Exercise 1
According to the risk-factor excerpt, who is the company's Director and President?
Exercise 2
Please echo the risk-factor excerpt word for word, from "We are a small" to "from achieving profitability.".

Document segment

· · · · ·

We are a small company with limited resources compared to some of our current
and potential competitors and we may not be able to compete effectively and
increase market share. Also, intense competition in the markets in
which we compete could prevent us from increasing or sustaining our revenue and
prevent us from achieving profitability.
Most of
our current and potential competitors have longer operating histories,
significantly greater resources and name recognition, and a larger base of
customers than we have. As a result, these competitors have greater credibility
with our potential customers. They also may be able to adopt more aggressive
pricing policies and devote greater resources to the development, promotion, and
sale of their products and services than we can to ours.
11.
We need to retain key personnel to support our services and ongoing
operations.
The
development of our web based management tool will continue to place a
significant strain on our limited personnel, management, and other
resources. Our future success depends upon the continued services of
our Director and other needed key contractors who have critical industry
experience and relationships that we rely on to implement our business
plan. The loss of the services of our sole officer or the lack of
availability of other skilled personnel would negatively impact our ability to
develop our web based software, which could adversely affect our financial
results and impair our growth.
12.
Because Mr. Shurrab has no experience in running a company that sells web based
software, he may not be able to successfully operate such a business, which
could cause you to lose your investment.
We are a
start-up company and we intend to market and sell our web based software. Mr.
Shurrab, our Director and President, has control over all decisions regarding
both the policy and the operations of our company. Our success is contingent
upon his ability to make appropriate business decisions in these areas. It is
possible that his lack of relevant operational experience could prevent us from
becoming a profitable business and prevent an investor from obtaining a return
on his investment in us.
13.Our
success depends on independent contractors to develop our product.
We intend
to rely on third party independent contractors for software development,
database design, website interface, web hosting, and for other development
functions. These third party developers may not dedicate sufficient
resources or give sufficient priority to developing our required
resources. There is no history upon which to base any assumption as
to the likelihood that we will prove successful in selecting qualified software
development contractors, and we can provide investors with no assurance that our
website and associated databases and administrative software will be developed
according to the specifications that we require. If we are
unsuccessful in addressing these risks, our business will most likely
fail.
14.
Future regulation of the internet could restrict our business, prevent us from
offering services, and/or increase our cost of doing
business.

· · · · ·

Extracted records

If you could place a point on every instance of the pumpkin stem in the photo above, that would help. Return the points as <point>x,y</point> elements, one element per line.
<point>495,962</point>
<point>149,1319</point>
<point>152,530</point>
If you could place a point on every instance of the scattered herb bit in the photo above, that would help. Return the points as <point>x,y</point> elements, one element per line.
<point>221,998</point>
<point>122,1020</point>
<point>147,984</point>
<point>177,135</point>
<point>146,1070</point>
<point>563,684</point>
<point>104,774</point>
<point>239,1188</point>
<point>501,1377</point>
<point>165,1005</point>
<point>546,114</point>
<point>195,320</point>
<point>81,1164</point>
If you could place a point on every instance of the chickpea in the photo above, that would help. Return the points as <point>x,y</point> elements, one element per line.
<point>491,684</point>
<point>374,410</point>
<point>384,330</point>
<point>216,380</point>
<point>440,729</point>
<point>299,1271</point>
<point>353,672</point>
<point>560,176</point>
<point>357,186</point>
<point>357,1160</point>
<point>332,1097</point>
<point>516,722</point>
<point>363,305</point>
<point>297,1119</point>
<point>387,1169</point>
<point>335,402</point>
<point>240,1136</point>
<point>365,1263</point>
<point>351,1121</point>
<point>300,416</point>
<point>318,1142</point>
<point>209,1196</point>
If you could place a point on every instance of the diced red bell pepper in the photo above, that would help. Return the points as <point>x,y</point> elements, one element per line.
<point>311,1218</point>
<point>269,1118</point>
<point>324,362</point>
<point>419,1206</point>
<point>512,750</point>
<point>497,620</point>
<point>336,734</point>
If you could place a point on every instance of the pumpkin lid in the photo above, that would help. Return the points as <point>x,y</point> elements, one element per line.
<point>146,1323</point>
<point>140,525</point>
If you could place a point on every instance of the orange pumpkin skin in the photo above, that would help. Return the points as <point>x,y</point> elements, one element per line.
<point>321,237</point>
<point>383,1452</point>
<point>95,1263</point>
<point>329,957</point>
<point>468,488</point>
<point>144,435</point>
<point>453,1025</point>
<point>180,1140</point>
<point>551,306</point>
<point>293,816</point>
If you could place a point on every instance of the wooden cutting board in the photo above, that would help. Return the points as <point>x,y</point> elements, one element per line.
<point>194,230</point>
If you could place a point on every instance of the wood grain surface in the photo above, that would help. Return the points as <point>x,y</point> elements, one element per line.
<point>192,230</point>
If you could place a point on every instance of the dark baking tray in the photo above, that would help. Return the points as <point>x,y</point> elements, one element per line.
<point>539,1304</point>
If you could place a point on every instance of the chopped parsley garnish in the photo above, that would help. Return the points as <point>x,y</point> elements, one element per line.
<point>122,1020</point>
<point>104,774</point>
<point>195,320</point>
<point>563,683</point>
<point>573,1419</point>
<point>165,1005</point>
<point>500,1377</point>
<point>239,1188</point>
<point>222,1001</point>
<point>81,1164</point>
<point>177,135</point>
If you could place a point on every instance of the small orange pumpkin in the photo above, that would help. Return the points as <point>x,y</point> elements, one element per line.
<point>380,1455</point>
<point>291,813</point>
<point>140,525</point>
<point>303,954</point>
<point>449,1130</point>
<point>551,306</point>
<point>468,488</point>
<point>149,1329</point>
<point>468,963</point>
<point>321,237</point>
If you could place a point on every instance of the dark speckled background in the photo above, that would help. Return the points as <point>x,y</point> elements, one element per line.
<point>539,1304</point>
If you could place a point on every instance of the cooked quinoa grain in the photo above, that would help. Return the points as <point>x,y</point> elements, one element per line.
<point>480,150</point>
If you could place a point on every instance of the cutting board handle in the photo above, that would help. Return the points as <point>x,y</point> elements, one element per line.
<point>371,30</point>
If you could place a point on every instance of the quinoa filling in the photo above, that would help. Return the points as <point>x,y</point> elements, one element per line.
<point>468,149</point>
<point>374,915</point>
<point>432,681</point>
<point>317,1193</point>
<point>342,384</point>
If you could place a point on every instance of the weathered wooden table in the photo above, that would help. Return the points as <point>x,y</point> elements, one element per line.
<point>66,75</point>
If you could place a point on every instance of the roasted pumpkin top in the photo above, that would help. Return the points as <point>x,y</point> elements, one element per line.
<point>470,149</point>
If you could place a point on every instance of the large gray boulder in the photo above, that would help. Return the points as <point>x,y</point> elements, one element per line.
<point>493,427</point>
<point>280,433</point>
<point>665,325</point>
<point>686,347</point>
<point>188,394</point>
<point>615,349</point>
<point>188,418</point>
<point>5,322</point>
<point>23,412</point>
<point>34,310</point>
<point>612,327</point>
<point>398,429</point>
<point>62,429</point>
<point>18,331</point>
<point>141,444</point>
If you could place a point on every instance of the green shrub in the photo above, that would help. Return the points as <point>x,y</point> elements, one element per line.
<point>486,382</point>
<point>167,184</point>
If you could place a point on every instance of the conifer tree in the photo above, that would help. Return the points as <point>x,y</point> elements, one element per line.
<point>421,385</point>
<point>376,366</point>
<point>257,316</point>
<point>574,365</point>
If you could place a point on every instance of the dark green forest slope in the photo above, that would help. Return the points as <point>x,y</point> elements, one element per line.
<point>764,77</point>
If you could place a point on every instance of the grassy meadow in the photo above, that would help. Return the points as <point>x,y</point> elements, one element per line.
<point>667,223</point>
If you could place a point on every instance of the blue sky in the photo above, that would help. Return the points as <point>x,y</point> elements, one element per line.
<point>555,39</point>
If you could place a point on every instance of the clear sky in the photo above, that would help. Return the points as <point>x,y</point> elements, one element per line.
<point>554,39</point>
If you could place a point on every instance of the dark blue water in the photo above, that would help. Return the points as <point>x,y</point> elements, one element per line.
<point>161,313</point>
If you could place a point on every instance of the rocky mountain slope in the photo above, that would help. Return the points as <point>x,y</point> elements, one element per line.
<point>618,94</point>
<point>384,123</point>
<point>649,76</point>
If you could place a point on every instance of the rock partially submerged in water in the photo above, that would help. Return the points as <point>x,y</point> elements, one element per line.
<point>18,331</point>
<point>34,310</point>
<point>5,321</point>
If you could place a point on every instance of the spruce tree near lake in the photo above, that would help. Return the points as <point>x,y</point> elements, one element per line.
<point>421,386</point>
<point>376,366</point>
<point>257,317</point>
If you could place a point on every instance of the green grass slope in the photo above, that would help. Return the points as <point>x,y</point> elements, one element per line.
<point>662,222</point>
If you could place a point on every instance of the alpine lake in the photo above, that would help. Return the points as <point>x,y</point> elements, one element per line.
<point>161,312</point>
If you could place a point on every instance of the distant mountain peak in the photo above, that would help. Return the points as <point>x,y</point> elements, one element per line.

· · · · ·

Written response 1
Mr. Shurrab.

Written response 2
We are a small company with limited resources compared to some of our current
and potential competitors and we may not be able to compete effectively and
increase market share. Also, intense competition in the markets in
which we compete could prevent us from increasing or sustaining our revenue and
prevent us from achieving profitability.